__Task directions__.
Copy out each line of the data that contains the word "with".

[START OF Stored records]

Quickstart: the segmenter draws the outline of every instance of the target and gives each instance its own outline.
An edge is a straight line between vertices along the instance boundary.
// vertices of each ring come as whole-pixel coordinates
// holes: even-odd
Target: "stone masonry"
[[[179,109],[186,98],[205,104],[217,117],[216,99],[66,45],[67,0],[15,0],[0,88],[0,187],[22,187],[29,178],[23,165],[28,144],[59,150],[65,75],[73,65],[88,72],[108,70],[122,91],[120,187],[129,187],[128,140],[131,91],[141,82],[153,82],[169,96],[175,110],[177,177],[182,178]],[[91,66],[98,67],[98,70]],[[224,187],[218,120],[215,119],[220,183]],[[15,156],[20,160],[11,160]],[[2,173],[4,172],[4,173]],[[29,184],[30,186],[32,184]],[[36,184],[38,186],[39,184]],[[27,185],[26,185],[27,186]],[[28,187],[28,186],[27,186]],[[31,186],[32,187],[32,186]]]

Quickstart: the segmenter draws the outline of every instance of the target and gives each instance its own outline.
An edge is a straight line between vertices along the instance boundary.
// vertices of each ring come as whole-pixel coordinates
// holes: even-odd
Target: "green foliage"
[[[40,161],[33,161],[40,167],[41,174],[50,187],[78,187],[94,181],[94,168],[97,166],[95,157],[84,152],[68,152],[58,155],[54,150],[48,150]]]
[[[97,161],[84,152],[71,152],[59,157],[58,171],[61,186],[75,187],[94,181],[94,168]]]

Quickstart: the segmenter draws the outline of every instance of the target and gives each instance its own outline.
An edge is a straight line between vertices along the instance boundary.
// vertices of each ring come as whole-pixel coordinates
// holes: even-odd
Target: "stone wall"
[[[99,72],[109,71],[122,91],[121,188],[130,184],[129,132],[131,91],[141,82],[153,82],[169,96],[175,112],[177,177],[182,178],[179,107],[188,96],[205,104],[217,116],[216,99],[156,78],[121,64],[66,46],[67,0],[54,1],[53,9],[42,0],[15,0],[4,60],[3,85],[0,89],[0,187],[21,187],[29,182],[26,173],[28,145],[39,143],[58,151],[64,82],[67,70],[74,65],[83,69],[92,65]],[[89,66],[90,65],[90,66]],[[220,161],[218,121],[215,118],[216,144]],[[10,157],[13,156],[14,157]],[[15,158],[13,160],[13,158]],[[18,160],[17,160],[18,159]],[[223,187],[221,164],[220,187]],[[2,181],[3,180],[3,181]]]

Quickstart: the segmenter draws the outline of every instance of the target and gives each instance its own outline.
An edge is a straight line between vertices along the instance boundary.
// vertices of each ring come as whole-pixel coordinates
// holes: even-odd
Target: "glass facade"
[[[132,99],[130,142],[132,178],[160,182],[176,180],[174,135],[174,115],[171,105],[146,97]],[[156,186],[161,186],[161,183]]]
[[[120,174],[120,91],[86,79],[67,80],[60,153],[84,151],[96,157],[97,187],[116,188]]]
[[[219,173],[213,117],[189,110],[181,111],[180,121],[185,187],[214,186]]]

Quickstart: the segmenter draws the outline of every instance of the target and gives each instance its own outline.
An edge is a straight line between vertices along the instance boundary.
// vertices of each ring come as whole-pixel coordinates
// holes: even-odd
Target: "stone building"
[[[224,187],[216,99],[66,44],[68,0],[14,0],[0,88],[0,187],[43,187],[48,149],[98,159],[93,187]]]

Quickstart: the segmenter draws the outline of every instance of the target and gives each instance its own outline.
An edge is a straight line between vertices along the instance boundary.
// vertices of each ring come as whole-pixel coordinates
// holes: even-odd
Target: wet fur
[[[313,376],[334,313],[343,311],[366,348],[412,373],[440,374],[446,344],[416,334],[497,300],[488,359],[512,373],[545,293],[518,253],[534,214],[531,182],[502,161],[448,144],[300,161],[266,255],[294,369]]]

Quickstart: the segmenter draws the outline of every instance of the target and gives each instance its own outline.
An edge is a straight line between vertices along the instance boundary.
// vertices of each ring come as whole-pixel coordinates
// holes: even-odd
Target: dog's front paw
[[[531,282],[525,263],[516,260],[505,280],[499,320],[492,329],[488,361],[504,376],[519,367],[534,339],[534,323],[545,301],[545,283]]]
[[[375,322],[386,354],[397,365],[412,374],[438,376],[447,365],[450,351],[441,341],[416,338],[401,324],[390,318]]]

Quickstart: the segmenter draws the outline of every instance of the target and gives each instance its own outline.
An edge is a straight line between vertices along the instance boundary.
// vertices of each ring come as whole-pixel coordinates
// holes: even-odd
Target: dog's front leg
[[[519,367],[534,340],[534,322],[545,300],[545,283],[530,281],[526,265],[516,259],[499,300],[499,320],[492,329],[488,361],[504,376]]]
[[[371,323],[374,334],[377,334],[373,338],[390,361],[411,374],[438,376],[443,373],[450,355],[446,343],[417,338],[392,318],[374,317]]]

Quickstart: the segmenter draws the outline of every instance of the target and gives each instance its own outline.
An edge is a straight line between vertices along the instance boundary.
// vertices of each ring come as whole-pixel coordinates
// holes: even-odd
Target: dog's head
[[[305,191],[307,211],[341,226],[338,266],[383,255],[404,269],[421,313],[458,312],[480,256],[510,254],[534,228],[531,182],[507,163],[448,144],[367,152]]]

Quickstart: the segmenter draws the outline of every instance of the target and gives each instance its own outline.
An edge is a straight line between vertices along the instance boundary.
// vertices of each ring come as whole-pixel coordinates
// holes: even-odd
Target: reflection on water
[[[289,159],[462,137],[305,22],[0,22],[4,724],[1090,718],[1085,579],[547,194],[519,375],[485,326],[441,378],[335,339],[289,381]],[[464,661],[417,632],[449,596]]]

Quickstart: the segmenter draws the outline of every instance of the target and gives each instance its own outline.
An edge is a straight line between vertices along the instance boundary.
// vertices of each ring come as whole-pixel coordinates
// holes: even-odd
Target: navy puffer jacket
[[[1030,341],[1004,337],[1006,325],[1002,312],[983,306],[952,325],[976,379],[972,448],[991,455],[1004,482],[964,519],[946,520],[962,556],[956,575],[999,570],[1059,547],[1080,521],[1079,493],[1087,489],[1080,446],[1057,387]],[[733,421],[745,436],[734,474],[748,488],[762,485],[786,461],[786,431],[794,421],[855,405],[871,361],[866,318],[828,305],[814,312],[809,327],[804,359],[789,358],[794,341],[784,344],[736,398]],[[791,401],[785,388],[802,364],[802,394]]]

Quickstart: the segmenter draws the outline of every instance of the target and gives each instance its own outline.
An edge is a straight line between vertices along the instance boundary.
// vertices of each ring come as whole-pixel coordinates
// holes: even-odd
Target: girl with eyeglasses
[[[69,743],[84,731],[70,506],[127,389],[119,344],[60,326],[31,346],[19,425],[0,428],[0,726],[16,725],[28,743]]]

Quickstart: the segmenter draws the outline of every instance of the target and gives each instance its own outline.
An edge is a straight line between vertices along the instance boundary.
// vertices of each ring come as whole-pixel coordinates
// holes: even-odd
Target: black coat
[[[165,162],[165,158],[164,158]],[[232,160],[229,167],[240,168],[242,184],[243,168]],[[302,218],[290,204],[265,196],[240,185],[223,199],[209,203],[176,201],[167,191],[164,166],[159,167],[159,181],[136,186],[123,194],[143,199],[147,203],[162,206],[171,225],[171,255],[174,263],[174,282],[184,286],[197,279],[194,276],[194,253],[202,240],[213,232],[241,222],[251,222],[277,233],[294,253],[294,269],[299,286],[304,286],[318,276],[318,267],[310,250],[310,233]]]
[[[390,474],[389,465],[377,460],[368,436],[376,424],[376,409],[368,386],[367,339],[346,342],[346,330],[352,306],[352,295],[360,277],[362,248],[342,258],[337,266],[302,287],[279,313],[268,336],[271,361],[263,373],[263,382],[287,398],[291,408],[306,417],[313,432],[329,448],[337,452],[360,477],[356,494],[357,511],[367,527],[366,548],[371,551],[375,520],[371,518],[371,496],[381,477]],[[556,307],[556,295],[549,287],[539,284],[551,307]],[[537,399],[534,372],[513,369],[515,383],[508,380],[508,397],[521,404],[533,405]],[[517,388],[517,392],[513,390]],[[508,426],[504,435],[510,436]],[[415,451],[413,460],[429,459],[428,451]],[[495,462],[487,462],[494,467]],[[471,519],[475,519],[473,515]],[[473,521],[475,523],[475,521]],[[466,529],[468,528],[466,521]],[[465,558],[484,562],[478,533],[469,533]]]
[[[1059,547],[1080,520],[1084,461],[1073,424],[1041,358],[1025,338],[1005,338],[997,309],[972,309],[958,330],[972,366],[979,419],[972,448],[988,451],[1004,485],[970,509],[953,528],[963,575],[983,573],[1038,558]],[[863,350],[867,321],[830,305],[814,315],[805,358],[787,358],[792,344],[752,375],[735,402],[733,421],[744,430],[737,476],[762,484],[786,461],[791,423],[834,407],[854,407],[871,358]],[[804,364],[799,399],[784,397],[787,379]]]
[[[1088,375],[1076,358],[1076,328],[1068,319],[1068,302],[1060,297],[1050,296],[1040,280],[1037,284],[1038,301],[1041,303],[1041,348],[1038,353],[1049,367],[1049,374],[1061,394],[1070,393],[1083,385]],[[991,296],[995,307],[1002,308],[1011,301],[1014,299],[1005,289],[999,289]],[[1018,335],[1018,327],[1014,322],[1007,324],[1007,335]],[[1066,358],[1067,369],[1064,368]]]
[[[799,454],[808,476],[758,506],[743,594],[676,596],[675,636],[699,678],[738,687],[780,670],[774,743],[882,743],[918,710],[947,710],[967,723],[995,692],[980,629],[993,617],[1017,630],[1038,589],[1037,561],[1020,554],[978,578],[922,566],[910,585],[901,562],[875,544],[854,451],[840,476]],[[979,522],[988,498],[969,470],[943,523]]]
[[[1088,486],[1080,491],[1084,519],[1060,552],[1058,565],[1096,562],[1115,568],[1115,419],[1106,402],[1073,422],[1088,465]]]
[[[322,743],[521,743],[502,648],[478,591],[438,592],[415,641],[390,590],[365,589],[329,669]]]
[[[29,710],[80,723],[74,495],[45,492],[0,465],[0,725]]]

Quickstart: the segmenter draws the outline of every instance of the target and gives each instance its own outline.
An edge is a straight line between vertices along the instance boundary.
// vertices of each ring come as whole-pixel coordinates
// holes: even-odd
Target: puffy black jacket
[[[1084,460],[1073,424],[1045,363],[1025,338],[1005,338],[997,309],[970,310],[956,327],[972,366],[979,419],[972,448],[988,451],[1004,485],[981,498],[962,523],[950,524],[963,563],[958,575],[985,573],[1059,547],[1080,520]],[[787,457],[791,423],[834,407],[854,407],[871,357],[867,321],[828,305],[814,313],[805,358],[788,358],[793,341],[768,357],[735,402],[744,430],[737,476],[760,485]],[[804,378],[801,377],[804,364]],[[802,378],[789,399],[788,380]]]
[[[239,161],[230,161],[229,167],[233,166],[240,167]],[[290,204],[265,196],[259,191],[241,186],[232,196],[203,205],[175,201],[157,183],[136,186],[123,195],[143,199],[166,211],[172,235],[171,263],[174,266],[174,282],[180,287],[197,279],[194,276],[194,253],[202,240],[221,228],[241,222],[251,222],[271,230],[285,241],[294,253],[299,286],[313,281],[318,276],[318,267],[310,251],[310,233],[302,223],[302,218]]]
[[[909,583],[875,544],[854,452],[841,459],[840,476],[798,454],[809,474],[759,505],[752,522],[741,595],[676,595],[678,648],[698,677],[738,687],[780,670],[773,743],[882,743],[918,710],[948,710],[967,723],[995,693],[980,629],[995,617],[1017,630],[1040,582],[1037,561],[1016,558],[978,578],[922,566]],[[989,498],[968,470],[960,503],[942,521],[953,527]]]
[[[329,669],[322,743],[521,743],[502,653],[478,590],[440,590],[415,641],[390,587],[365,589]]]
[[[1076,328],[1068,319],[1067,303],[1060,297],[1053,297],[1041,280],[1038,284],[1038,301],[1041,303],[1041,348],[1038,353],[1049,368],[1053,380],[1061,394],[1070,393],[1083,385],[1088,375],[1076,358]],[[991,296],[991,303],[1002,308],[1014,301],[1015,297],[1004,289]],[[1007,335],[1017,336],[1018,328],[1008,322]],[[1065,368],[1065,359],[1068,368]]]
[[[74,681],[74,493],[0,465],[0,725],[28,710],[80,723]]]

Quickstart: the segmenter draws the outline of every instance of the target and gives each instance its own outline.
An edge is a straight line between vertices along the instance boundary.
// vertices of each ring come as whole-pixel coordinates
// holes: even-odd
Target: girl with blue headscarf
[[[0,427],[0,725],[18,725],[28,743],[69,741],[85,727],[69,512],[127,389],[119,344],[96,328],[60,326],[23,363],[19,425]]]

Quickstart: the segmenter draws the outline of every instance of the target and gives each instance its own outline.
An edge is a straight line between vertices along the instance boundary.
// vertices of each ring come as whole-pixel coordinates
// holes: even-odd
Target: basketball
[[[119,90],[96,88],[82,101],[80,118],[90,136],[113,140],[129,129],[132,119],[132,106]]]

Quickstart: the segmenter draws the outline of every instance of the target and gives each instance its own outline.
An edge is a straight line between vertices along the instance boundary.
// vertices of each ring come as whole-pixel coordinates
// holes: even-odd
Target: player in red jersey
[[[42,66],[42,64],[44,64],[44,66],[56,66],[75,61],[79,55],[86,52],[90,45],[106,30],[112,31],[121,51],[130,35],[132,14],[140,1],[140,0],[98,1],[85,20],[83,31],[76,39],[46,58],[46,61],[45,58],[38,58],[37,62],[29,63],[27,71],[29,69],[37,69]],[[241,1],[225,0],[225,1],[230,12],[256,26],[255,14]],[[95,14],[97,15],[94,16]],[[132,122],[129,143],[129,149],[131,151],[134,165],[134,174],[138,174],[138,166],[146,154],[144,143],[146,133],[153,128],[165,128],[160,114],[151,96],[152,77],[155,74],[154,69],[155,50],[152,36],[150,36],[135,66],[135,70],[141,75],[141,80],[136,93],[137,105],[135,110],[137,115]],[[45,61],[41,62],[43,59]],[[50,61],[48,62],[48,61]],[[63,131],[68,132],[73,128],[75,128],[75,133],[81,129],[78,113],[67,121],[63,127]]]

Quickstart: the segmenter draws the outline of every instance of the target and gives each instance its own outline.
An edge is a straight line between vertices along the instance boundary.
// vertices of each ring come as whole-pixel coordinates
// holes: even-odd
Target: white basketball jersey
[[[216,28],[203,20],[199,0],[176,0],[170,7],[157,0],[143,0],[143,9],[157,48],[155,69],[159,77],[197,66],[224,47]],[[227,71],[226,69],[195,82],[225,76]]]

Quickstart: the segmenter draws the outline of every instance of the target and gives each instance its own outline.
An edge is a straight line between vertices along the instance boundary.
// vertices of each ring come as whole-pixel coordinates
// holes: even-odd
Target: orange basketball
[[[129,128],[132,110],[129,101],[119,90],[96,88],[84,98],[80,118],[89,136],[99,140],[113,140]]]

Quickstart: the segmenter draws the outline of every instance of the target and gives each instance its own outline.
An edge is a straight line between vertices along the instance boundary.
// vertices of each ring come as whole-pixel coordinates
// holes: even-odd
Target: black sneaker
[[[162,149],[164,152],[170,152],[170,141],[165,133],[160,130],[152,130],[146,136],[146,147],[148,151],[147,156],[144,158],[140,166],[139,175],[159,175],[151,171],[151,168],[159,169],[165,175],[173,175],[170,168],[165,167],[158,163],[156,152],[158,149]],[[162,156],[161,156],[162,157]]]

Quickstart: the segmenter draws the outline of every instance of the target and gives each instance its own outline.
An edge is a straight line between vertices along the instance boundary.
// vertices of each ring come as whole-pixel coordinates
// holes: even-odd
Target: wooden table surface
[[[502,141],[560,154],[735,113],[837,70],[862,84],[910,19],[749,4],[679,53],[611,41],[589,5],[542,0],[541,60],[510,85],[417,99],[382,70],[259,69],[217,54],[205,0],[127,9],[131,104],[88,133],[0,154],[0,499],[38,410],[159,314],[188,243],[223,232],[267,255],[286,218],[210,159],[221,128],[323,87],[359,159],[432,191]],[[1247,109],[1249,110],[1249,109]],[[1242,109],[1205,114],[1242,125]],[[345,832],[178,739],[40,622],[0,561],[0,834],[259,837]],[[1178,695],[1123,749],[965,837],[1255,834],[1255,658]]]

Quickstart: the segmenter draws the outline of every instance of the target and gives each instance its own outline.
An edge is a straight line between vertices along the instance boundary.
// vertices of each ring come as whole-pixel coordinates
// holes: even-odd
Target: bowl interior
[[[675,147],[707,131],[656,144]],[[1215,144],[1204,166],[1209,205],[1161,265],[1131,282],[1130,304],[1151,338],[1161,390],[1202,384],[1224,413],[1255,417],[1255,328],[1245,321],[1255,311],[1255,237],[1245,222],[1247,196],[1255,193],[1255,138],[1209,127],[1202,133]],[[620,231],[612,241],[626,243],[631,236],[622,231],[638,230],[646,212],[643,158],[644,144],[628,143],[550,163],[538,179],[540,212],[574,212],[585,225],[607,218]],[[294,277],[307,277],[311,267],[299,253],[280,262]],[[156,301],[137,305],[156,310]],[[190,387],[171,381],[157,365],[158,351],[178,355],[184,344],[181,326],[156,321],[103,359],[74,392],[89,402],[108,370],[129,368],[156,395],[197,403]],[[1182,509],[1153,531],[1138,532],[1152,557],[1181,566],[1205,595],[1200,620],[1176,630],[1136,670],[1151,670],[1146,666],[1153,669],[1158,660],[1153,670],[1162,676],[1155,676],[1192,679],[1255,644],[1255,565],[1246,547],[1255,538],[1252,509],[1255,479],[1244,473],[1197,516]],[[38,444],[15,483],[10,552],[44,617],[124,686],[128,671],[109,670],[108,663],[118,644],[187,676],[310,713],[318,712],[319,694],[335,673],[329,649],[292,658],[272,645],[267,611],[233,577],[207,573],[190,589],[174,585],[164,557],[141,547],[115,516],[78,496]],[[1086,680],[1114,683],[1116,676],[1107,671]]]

[END OF Stored records]

__Written solution__.
Target: girl with eyeglasses
Target: girl with blue headscarf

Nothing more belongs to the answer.